- **Tarea indicada**:
¿Puedes dar formato de lista JSON de cadenas a las líneas del material que empiezan en la que contiene "target: black bag" y siguen hasta la que contiene "Trace the outline of every instance of the black", ambas incluidas? Pon una cadena por línea y omite las líneas en blanco.

- **Material proporcionado**:
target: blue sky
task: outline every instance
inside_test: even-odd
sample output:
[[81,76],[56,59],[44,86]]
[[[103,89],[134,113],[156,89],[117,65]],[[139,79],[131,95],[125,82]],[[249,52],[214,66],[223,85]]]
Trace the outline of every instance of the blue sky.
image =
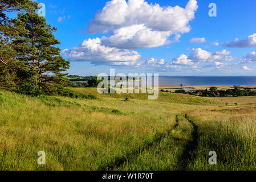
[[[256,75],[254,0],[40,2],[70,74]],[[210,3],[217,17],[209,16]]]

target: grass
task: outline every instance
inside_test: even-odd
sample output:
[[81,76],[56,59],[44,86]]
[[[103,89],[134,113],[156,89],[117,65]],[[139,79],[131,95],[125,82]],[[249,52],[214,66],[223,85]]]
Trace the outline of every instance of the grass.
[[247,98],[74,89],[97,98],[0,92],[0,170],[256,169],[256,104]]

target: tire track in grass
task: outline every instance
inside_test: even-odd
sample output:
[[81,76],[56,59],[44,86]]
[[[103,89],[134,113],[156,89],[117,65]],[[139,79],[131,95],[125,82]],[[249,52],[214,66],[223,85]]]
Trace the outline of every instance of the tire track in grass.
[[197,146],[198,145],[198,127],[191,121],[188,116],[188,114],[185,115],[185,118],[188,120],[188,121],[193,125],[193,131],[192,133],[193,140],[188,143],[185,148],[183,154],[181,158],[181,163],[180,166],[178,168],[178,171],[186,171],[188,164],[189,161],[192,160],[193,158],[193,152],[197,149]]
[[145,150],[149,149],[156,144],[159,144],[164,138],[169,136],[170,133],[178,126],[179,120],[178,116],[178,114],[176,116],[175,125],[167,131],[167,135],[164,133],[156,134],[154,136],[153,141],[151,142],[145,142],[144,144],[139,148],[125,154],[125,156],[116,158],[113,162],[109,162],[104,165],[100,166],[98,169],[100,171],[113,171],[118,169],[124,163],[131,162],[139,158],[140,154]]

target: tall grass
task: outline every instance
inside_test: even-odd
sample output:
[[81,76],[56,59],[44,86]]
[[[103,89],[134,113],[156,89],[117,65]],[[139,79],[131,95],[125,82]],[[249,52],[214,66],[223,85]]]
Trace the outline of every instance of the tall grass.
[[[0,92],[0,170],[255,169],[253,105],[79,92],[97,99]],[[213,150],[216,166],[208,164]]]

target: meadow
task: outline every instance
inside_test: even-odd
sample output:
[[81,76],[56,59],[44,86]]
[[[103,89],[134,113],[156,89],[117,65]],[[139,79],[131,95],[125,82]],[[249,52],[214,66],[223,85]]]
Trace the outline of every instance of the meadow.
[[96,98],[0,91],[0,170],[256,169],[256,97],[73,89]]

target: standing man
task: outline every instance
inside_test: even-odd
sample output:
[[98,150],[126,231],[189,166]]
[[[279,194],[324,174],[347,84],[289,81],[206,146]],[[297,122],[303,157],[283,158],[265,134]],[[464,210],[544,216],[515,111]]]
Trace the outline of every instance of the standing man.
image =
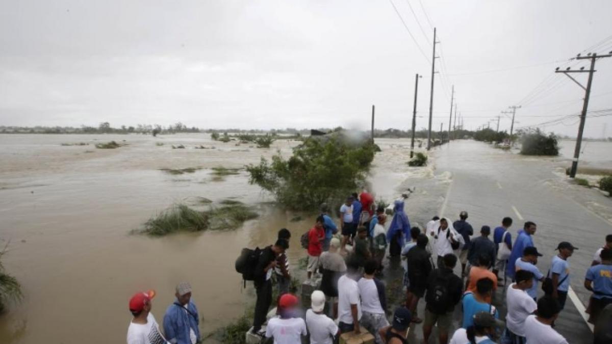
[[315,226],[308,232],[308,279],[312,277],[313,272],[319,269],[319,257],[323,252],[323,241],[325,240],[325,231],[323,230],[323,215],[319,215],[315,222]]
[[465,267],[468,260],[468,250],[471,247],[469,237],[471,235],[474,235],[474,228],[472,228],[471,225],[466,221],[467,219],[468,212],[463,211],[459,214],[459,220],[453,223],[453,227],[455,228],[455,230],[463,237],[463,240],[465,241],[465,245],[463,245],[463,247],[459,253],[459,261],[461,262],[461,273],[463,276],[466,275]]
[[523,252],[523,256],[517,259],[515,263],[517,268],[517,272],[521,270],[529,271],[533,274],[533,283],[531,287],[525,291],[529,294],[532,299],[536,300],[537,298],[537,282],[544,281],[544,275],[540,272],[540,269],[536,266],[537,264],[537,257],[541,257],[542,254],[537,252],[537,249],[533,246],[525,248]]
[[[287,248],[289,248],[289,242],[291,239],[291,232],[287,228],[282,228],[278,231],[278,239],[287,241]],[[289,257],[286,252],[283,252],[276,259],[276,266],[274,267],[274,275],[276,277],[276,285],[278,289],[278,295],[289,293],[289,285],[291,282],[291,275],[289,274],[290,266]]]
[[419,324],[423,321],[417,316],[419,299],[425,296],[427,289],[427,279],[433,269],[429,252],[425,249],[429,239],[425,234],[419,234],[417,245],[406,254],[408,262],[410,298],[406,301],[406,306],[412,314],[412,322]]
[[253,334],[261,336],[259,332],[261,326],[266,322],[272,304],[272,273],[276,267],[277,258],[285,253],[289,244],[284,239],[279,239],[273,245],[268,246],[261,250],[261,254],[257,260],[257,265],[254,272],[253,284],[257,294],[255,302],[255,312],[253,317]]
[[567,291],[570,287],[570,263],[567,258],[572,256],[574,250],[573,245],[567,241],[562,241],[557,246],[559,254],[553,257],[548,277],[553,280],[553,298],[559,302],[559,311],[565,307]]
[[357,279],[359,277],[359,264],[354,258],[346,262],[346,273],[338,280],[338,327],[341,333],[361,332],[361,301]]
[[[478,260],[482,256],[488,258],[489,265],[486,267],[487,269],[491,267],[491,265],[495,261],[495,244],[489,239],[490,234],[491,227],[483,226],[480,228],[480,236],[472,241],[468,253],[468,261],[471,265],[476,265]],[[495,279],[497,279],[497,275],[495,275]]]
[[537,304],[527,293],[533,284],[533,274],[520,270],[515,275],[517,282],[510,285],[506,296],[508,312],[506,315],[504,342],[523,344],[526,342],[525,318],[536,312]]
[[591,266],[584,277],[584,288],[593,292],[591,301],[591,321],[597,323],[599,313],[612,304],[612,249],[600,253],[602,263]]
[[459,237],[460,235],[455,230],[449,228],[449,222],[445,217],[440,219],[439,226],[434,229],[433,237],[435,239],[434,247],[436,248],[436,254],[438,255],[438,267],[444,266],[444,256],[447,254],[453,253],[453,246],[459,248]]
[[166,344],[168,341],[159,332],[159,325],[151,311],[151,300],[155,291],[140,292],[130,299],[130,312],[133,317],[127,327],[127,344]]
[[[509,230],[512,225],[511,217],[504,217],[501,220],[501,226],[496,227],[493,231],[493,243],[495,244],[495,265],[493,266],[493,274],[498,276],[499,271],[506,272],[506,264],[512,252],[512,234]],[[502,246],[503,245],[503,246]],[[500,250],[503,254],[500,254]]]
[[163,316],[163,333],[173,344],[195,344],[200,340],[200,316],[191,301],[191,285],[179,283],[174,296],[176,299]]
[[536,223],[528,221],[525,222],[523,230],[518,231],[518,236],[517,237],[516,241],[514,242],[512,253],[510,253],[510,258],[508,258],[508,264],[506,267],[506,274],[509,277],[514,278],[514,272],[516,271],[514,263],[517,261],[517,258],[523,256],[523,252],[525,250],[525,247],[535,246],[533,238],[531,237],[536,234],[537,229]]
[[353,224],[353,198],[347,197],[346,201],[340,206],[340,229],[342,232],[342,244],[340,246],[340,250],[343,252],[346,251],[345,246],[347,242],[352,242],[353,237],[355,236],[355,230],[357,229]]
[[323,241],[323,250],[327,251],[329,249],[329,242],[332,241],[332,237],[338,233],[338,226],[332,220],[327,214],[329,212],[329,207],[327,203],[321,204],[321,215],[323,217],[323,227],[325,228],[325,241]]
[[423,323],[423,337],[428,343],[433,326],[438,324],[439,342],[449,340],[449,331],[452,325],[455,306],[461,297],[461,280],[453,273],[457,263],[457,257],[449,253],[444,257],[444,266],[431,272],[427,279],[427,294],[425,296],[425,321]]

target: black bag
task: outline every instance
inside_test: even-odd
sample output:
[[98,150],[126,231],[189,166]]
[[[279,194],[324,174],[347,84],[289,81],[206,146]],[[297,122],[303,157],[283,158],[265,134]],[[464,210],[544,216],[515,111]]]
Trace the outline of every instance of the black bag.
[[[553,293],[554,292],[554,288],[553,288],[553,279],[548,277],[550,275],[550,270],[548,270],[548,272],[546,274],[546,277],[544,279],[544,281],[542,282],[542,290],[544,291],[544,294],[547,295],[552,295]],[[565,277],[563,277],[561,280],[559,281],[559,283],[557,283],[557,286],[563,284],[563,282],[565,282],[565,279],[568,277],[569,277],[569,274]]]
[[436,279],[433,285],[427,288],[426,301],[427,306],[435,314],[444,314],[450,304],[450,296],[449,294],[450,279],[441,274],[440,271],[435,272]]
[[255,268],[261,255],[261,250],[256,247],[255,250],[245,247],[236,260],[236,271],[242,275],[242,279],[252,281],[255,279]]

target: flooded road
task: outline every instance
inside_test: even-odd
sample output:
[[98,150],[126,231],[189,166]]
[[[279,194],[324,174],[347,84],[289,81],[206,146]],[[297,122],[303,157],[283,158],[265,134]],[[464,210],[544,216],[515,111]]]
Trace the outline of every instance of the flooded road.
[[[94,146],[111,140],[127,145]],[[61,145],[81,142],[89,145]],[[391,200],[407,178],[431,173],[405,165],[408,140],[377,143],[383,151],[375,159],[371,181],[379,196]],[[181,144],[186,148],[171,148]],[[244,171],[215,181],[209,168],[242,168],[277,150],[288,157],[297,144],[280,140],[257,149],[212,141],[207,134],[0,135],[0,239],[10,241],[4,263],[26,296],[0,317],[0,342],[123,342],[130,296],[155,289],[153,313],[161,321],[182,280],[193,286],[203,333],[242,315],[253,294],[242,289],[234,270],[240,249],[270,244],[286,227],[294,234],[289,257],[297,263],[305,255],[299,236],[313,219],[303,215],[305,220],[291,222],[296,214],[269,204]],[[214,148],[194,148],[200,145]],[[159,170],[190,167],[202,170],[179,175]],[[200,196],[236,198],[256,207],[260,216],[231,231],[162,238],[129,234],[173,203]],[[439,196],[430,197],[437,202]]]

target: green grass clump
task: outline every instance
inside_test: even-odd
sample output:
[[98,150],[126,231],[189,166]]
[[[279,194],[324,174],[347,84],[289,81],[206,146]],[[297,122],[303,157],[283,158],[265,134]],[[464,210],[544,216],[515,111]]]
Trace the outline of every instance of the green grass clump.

- **Resultado del ejercicio**:
[
  "target: black bag",
  "task: outline every instance",
  "inside_test: even-odd",
  "sample output:",
  "[[98,150],[126,231],[189,166]]",
  "[[[279,194],[324,174],[347,84],[289,81],[206,146]],[[297,122],[303,157],[283,158],[265,134]],[[464,210],[544,216],[515,111]]]",
  "Trace the outline of every instance of the black bag."
]